**Given task:** Which lines of the records contain the word "Outline"? Copy each of them in full, and treat case as significant.

-- start Records supplied --

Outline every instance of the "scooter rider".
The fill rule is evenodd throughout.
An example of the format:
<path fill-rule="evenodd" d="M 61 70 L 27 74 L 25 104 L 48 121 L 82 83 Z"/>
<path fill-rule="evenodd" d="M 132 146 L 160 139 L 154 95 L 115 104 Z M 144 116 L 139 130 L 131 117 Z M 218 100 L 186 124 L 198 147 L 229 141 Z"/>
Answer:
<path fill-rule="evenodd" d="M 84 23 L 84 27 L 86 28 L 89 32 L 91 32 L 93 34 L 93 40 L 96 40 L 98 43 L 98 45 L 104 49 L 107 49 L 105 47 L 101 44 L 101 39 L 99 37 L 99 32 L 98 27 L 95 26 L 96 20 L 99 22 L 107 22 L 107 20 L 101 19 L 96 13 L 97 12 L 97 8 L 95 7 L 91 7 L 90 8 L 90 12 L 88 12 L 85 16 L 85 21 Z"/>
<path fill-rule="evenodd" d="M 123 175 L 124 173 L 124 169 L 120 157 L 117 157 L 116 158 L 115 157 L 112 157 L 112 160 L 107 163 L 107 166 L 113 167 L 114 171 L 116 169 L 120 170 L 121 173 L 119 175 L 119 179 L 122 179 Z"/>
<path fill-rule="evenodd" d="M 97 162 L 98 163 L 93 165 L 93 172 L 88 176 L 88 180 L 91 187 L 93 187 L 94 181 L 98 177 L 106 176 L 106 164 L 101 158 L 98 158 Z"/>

-- end Records supplied --
-- start Records supplied --

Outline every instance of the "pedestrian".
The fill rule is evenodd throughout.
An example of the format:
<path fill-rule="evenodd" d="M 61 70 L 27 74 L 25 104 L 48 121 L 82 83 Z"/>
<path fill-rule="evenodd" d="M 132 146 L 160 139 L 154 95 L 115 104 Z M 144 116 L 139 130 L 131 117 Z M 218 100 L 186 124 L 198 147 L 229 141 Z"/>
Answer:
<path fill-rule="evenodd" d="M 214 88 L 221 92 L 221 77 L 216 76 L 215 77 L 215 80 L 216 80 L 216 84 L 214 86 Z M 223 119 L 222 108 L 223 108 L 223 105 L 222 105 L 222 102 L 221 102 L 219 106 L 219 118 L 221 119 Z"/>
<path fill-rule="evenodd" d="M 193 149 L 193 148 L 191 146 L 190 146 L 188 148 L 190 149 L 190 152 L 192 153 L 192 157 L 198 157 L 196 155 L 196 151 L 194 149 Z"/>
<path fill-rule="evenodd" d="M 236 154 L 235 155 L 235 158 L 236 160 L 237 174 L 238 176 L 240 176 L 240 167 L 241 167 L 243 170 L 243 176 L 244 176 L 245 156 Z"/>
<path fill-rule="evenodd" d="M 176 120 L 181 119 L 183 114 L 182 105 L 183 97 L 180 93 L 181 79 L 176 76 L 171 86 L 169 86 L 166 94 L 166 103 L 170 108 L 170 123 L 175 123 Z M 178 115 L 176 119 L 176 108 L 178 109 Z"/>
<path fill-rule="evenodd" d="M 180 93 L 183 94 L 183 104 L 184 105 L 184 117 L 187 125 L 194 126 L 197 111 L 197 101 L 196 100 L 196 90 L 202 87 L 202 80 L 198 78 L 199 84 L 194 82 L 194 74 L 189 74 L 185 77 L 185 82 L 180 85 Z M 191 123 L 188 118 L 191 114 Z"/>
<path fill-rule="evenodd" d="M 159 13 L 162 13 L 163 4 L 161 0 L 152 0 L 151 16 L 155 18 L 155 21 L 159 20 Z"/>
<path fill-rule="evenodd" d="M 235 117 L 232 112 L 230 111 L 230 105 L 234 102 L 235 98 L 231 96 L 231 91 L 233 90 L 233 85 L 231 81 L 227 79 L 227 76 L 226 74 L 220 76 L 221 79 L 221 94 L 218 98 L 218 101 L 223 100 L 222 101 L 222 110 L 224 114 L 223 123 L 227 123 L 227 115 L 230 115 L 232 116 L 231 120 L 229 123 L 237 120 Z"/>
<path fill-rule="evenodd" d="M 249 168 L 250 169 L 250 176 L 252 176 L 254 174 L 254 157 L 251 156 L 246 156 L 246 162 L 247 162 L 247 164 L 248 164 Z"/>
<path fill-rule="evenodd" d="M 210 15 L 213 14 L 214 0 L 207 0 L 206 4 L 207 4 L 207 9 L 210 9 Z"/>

-- end Records supplied --

**Reply to the task:**
Outline every instance of the "scooter rider".
Outline every instance of the "pedestrian".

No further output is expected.